(Set problem 1): In the blog excerpt, what is the title of the book in which Jason Fried and David Heinemeier Hansson advise readers to "scratch your own itch"?
(Set problem 2): Set down the blog excerpt word for word, from "Years ago, sitting" down to "idea irritated me.".
(Set problem 3): Translate this sentence from the blog excerpt into Spanish: "At least I hope that one day something irritates me that much."

***** Text segment *****

These Wednesdays are the great chasms we have in life. They give us a beauty that is quite severe, frighteningly stark, but beautiful nonetheless. Why? Because that's what chasms do. They divide. They separate. They split. They dissect one thing into two, like your past from your future, your fear from your courage, your puny strength from God's magnificent brawn.

They are our Grand Canyon and, even at a glance, the beauty of the Grand Canyon will take your breath away.

Thursday, June 13, 2013

Itching Should Irritate & other lessons of a relevant life

Years ago, sitting in the back of a darkly lit church, one of those services that you rock out in the beginning and file out in the end, I heard a pastor talk about irritations. He said if something irritates you, then you are the person who needs to do something about it.

That idea irritated me.

He called it my "burden" and this thought has successfully burdened me ever since.

It isn't easy to narrow down that one or one thousand irritations that are yours to address. But in your life, as well as your business, this is one of those small, unassuming, yet distinctive road signs God places at the corner of Do You and Don't You Avenue.

If you want to know what you were created to uniquely do, make a list of your irritations.

If it ends up being nothing but a list of your family's names, try a second sheet of paper.

In Rework, a brilliant book of heretical business advice, authors Jason Fried and David Heinemeier Hansson advise you to "scratch your own itch." Whatever you need, whether it's better accounting software, softer couch cushions, heartier chicken soup, a lipstick that doesn't taste like petroleum jelly, whatever need you have, fill it, whatever burden you carry, fix it.

Scratch your own itch.

I'm working on my list of irritations. Currently, I'm stuck on trying to understand the phenomenon behind uncomfortable shoes for women. Why do we strap pieces of cardboard with cheap rhinestones on our feet? It's painful to walk on so what sense does that make?

This I'm tabling for another day, but at least it's a start.

I've got a few other items, things like:
- government regulation
- the loss of individuality
- broken business models
- the stifling of creative problem-solving
- unqualified people in power
- skinny jeans
- insincere social interaction
- artificiality in any form
- the phrase "you can't do that"
- egos over prudence
- eggs with busted yokes

Outside of a lot of talk and far too many omelets, I've done little about any of it. But I can't forget it. I can't wiggle out from under this "burden" that I'm irritated for a reason. And I really do believe that one day I'm going to walk through a shoe store and become so disgusted with the comfort level available in women's footwear that I'll walk out the door and do something about it.

At least I hope that one day something irritates me that much.

On a side note, any thoughts on pillow-top sandals with cheap rhinestones?

Thursday, June 6, 2013

Hidden in Visible Sight

Books are my friends, except those written by H.G. Wells. The Shape of Things to Come and I have parted ways. Otherwise, when asked to catalog my valuables, I usually start with my hair, end with my life, and throw in a personally autographed copy of By The Light of the Moon by Dean Koontz somewhere in the middle.

This is why, when I'm at a particular loss of direction from God, I go to the bookstore. Books talk to me. They amuse me. They reach me. They are also aerodynamic enough to be flung at walls when I don't like what they say.

People are much harder to fling.

***** Material shown *****

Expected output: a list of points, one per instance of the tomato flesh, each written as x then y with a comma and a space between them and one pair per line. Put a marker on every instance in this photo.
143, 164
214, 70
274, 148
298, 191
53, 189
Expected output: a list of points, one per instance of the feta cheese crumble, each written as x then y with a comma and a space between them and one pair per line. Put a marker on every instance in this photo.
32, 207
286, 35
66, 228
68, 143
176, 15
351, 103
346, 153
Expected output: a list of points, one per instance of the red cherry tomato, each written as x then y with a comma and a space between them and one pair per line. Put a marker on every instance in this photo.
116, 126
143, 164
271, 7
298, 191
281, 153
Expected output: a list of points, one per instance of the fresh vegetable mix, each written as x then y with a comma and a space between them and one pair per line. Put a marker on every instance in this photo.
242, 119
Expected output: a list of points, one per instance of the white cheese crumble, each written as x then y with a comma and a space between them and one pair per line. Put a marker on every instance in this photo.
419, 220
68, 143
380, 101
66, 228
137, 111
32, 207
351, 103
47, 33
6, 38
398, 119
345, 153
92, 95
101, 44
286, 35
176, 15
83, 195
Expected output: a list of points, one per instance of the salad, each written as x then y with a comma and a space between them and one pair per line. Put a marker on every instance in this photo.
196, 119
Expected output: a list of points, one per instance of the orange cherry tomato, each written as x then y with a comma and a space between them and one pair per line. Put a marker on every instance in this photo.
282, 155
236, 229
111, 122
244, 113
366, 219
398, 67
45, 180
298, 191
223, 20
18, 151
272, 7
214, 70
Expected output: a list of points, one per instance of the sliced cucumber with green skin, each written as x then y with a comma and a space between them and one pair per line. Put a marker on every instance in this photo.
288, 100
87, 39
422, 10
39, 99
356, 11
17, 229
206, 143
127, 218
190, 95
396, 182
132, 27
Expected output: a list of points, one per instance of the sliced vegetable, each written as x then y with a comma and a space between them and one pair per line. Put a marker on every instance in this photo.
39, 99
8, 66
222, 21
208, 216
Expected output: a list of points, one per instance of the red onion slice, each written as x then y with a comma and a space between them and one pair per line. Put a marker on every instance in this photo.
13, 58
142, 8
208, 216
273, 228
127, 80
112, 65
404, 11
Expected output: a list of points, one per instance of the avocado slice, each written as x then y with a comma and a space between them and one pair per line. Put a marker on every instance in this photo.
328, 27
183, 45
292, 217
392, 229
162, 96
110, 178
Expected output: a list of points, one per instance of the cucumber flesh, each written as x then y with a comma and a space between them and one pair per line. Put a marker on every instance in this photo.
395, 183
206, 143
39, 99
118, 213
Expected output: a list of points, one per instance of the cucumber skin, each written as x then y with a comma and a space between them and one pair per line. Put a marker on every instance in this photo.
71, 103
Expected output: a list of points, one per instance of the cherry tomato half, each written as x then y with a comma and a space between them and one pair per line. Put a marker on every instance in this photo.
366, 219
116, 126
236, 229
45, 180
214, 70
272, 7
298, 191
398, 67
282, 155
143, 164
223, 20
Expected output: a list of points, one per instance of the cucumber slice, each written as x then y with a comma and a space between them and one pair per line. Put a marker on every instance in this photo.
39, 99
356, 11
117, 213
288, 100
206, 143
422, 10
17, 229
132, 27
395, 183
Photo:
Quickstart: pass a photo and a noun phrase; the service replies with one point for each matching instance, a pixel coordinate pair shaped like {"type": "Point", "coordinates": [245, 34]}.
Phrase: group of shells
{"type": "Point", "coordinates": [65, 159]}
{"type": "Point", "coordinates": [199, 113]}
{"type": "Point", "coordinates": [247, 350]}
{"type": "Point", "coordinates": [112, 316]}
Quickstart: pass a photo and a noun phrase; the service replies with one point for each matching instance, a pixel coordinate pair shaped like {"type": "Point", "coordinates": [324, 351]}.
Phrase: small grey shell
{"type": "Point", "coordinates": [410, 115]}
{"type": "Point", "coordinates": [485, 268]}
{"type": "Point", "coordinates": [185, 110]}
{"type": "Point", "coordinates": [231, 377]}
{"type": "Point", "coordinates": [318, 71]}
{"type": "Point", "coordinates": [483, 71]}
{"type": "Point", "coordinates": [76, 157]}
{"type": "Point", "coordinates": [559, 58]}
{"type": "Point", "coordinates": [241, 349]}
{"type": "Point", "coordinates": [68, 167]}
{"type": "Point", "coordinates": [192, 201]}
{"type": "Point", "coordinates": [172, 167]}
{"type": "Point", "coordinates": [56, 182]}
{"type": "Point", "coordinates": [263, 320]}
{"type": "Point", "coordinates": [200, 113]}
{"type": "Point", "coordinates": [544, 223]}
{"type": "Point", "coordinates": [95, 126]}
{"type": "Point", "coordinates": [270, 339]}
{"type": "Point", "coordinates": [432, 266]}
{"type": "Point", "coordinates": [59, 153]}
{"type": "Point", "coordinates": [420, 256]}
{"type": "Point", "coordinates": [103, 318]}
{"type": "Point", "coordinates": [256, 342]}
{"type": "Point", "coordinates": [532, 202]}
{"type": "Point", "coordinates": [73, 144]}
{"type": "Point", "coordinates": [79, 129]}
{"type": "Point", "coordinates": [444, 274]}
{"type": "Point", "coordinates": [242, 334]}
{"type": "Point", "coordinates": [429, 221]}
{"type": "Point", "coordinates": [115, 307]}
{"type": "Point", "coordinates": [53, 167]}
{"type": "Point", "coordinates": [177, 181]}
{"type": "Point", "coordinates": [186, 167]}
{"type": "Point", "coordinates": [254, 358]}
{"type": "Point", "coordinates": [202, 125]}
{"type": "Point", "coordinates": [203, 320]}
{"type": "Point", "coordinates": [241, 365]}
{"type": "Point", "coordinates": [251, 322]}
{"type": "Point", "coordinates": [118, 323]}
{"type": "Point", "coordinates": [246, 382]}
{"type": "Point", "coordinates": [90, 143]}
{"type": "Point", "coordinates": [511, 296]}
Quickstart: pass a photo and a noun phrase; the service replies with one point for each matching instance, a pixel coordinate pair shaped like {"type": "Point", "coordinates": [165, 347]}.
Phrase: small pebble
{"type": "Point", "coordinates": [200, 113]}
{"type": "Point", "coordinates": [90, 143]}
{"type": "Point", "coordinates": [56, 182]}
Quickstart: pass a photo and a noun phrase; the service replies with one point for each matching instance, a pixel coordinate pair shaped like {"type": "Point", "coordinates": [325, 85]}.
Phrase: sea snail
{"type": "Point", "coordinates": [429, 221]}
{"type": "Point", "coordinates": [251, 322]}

*****

(Worked answer 1): Rework

(Worked answer 2):
Years ago, sitting in the back of a darkly lit church, one of those services that you rock out in the beginning and file out in the end, I heard a pastor talk about irritations. He said if something irritates you, then you are the person who needs to do something about it.

That idea irritated me.

(Worked answer 3): Al menos espero que algún día algo me irrite tanto.